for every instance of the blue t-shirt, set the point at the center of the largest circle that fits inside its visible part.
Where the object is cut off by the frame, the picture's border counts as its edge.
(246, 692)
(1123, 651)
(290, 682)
+++
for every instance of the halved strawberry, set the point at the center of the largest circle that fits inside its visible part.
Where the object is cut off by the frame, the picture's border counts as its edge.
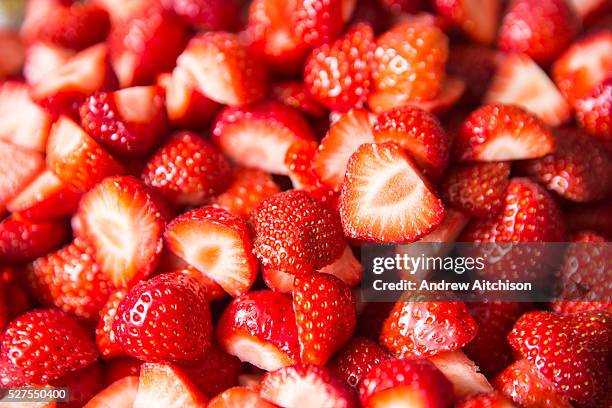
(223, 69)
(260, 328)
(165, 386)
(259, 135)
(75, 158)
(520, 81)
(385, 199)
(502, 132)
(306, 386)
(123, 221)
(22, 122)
+++
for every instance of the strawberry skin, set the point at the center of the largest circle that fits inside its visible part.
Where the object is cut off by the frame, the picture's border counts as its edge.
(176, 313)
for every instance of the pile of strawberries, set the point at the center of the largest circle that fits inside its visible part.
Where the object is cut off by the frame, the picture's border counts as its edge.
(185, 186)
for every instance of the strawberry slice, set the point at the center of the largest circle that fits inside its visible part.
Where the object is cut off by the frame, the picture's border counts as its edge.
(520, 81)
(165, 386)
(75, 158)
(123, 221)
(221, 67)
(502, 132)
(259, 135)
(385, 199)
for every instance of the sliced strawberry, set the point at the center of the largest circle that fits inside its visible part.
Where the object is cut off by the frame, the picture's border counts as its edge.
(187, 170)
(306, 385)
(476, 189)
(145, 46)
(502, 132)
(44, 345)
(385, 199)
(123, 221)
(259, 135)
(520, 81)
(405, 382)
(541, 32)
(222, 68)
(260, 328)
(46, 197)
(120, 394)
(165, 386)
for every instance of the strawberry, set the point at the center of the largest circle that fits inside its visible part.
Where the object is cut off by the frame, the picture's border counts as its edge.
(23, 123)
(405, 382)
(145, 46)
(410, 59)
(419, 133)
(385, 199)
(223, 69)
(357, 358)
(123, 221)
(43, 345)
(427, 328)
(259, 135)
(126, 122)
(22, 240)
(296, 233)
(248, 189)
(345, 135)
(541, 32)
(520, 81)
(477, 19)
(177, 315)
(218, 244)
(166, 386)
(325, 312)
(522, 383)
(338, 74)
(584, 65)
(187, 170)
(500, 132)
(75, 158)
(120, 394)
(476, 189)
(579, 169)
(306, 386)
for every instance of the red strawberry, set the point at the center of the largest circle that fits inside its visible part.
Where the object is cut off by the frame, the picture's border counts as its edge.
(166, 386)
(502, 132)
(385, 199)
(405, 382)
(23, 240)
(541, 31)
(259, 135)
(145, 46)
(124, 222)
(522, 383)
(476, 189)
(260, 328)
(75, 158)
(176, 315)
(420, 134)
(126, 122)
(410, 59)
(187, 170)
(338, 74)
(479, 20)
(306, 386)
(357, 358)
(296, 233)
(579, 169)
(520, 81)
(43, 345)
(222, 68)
+++
# What is being asked:
Copy out the range of lines above starting at the line with "for every instance of the strawberry slice, set" and ending at the line with "for every instance of the strawberry, set", exactly and including both.

# Result:
for every instance of the strawberry slice, set the point at the center of the largest circle that fits inside its visible part.
Where the object is cut off by the frame, the picture's border counts as its edge.
(520, 81)
(165, 386)
(75, 158)
(123, 221)
(221, 67)
(502, 132)
(259, 135)
(385, 199)
for every instance of the sliced strawberry, set the point at the center of the largest circle that fits inside its visible part.
Where the object is cut off by the frame, the picture's border counts as its edge.
(187, 170)
(306, 385)
(476, 189)
(145, 46)
(502, 132)
(44, 345)
(385, 199)
(123, 221)
(259, 135)
(520, 81)
(405, 382)
(541, 32)
(222, 68)
(260, 328)
(46, 197)
(120, 394)
(165, 386)
for every instance of the strawberry, set the point at the center of the largest circle that fits inside its visible part.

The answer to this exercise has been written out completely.